- _ABOUT THIS TASK_: In full and word for word, print the data below.

===== THE RECORDS =====

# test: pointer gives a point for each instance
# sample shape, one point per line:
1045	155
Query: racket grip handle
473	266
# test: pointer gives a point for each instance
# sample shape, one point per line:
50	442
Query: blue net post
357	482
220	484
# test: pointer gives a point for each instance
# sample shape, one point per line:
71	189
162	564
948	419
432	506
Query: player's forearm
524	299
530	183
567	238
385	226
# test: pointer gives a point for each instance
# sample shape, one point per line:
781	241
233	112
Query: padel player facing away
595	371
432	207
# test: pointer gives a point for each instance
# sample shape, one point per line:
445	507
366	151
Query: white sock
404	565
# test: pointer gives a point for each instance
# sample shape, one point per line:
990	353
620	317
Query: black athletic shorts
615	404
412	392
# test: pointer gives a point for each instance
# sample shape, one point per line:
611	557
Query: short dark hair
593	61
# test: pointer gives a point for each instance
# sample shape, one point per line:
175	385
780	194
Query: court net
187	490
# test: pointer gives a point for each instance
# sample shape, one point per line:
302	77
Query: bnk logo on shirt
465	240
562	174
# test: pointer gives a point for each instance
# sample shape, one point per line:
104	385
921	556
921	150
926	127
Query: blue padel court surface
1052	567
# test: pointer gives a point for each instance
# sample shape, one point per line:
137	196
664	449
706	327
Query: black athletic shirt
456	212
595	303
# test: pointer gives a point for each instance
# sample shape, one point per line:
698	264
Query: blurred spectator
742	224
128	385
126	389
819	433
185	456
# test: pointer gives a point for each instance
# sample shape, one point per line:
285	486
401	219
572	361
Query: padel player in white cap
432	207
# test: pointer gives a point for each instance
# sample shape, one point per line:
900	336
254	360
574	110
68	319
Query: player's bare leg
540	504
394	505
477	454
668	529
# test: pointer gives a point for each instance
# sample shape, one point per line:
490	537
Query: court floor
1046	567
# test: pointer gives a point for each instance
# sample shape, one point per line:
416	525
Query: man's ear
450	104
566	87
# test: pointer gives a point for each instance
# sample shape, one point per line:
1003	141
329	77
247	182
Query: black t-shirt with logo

=====

- _COMPLETED TASK_:
# test: pointer gives a point for each instance
# sample shape, one point per line:
1045	155
Query: racket grip handle
473	266
# test: pointer gives a point for each instance
# sample shape, one point per line:
50	442
Query: blue net post
357	482
220	484
# test: pointer gives a point for each instance
# sample shape, one point per line:
71	189
162	564
948	419
432	506
Query: player's forearm
524	299
530	183
567	238
385	226
# test: pointer gives a point for each instance
# sample shape, one point per line:
781	241
233	112
Query: padel player facing away
595	371
432	207
# test: pointer gives a point for each instance
# sample shape, one point per line:
445	507
366	151
Query: white sock
404	565
# test: pointer gives a point for each instance
# sample shape, one point per line:
990	353
620	317
Query: black athletic shorts
615	404
412	392
# test: pointer gives a point for each instance
# sample shape, one point per line:
611	557
Query: short dark hair
593	61
# test: pointer gives a point for each instance
# sample shape, one point per line:
175	385
780	194
Query: court net
187	490
# test: pointer gives a point for each instance
# sample shape, one point per line:
302	77
Query: bnk logo on shirt
465	240
562	174
# test: pointer gives a point for each instance
# sample shape, one point per line:
104	385
921	556
921	150
926	127
Query: blue padel court surface
1052	567
# test: pointer gives a point for each instance
# sample shape, one point per line:
137	196
664	449
706	327
Query: black athletic shirt
456	212
595	303
# test: pointer gives a point for each instance
# sample shape, one point per line:
698	264
Query: blurred spectator
742	224
128	385
126	389
819	433
185	456
# test: pointer gives a point for each instance
# sample shape, one point per line:
285	486
401	219
572	361
Query: padel player in white cap
432	207
# test: pointer gives a point for each instance
# sample shape, one point per line:
900	336
254	360
574	110
68	319
Query: player's bare leg
540	504
394	505
477	454
668	529
# test: pointer gives a point for each instance
# sample shape, one point per line:
490	537
Query: court floor
1046	567
# test: pointer gives a point for each instance
# sample shape, one point per line:
416	525
Query: man's ear
450	104
566	87
# test: pointer gives a point for each instance
# sample shape, one point per line:
1003	141
329	77
247	182
Query: black t-shirt with logo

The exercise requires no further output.